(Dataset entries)
....................
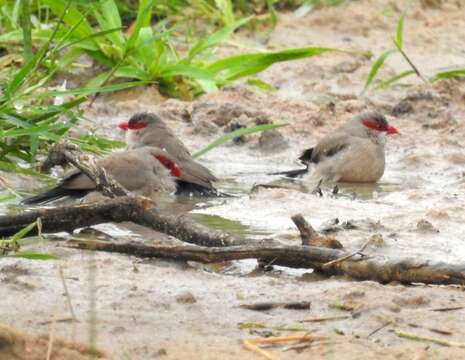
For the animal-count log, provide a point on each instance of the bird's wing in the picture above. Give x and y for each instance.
(329, 146)
(76, 180)
(193, 172)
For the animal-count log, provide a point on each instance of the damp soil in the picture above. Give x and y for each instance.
(147, 309)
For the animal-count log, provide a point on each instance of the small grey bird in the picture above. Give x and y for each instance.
(354, 152)
(142, 171)
(147, 129)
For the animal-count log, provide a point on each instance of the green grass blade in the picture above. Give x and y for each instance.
(14, 119)
(215, 38)
(260, 84)
(26, 27)
(10, 167)
(35, 256)
(234, 67)
(26, 71)
(375, 68)
(23, 232)
(90, 37)
(187, 71)
(392, 80)
(449, 74)
(400, 32)
(88, 90)
(72, 17)
(232, 135)
(144, 15)
(34, 130)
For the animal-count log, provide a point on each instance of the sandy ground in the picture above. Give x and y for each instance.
(157, 309)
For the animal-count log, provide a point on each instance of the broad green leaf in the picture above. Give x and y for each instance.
(33, 130)
(87, 91)
(215, 38)
(448, 74)
(392, 80)
(23, 232)
(83, 42)
(260, 84)
(187, 71)
(14, 119)
(10, 167)
(237, 66)
(144, 15)
(72, 17)
(232, 135)
(131, 72)
(375, 68)
(26, 71)
(227, 12)
(400, 32)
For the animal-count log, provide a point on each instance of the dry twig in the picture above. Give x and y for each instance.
(416, 337)
(346, 257)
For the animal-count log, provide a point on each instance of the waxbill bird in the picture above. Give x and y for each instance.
(354, 152)
(142, 171)
(145, 128)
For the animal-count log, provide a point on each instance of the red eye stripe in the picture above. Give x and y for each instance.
(373, 125)
(123, 126)
(137, 126)
(167, 163)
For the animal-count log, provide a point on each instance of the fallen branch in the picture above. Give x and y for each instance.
(263, 306)
(64, 153)
(449, 308)
(136, 209)
(327, 318)
(416, 337)
(377, 269)
(307, 232)
(252, 344)
(141, 211)
(310, 236)
(337, 261)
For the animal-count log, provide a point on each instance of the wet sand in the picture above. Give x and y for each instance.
(159, 309)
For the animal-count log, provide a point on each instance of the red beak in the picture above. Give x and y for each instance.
(392, 130)
(123, 125)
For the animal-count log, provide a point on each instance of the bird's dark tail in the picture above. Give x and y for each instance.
(52, 194)
(291, 173)
(187, 188)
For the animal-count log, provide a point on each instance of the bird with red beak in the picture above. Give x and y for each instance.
(352, 153)
(143, 171)
(147, 129)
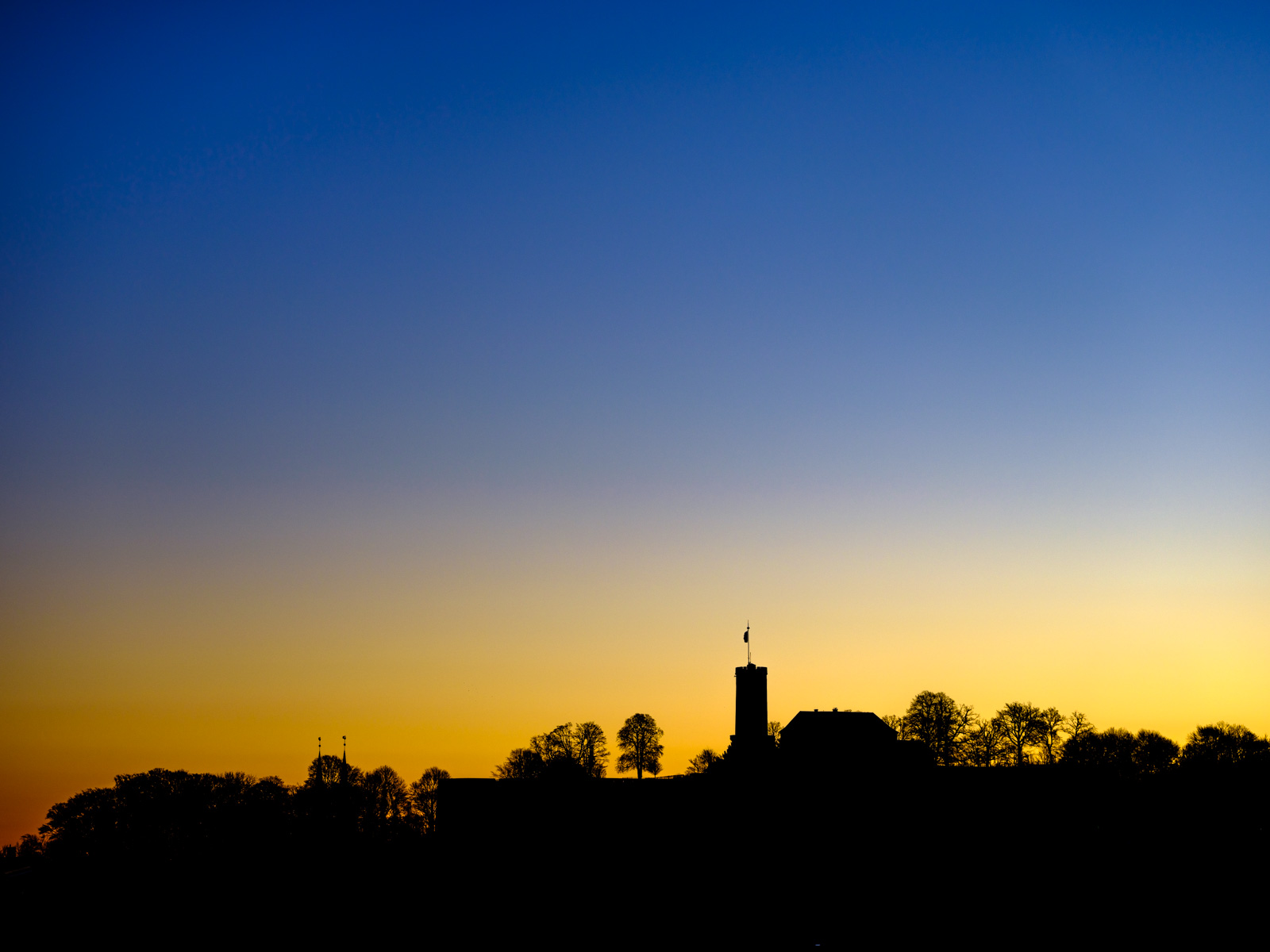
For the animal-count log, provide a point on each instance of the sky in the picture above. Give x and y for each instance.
(436, 376)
....................
- [Task brief]: Without including any pictures, copy every line above exactly.

- [Solution to this problem]:
For the animal-count log, provide a point on each instance of the bird's wing in the picture above. Give x and y for each instance.
(329, 146)
(76, 180)
(193, 172)
For the animal-count log, provide a point on each instance of the damp soil in the picture above. Give x and y for each instance.
(147, 309)
For the animal-count log, provide a point on each instance of the small grey bird in the picture above. Give x and y for each instance.
(354, 152)
(142, 171)
(147, 129)
For the animal-count log, provide a point on each instance of the green grass blade in the picture above. Give x and y for each instance.
(14, 119)
(215, 38)
(260, 84)
(26, 27)
(10, 167)
(35, 256)
(234, 67)
(26, 71)
(375, 68)
(23, 232)
(90, 37)
(187, 71)
(392, 80)
(449, 74)
(400, 32)
(88, 90)
(72, 17)
(232, 135)
(144, 15)
(34, 130)
For the animal-count log, provide a point on each instance of the sandy ground in the picture above. Give x and y for each instance.
(157, 309)
For the animal-count log, provide a point on each instance of the broad green leaf in the picture above. Give x and y for each instance.
(33, 130)
(87, 91)
(215, 38)
(448, 74)
(392, 80)
(23, 232)
(83, 42)
(260, 84)
(187, 71)
(14, 119)
(10, 167)
(237, 66)
(144, 15)
(72, 17)
(232, 135)
(131, 72)
(375, 68)
(26, 71)
(227, 12)
(400, 32)
For the animal-count log, provide a point on each instance of the dry twig in the picture above. Give x and y for each instance.
(416, 337)
(346, 257)
For the animal-count log, provide a point on each instance of the waxbill bird in the picture above. Give x and y for each instance.
(354, 152)
(142, 171)
(145, 128)
For the animal-count log, provide a point on each instance of the red eye stripe in the picture above. Give x and y for each instance.
(373, 125)
(123, 126)
(137, 126)
(167, 163)
For the animal-count log, provide a point on each instance of the fallen branch in the picture above. Give x and y for each instance.
(263, 306)
(64, 153)
(449, 308)
(136, 209)
(327, 318)
(416, 337)
(377, 269)
(307, 232)
(252, 344)
(141, 211)
(310, 236)
(337, 261)
For the animal-count log, provide a point on each instance of the wet sand in the picture above. Give x and y for each instance.
(159, 309)
For the animal-count log, provide a point on each instance of the red beak in the picture above. Give x and y for each instance.
(392, 130)
(123, 125)
For the animal-count log, provide a point on each instance of the bird's dark tail in the picture above. Give x and y for each instance.
(52, 194)
(291, 173)
(187, 188)
For the animal-count log, provide a point on each instance of the bird with red beak in the picture above. Give x and y for each instance.
(352, 153)
(143, 171)
(147, 129)
For the animal-count log, provide a point on each instance of the sky in the picture above. Give x and y for each instance.
(436, 376)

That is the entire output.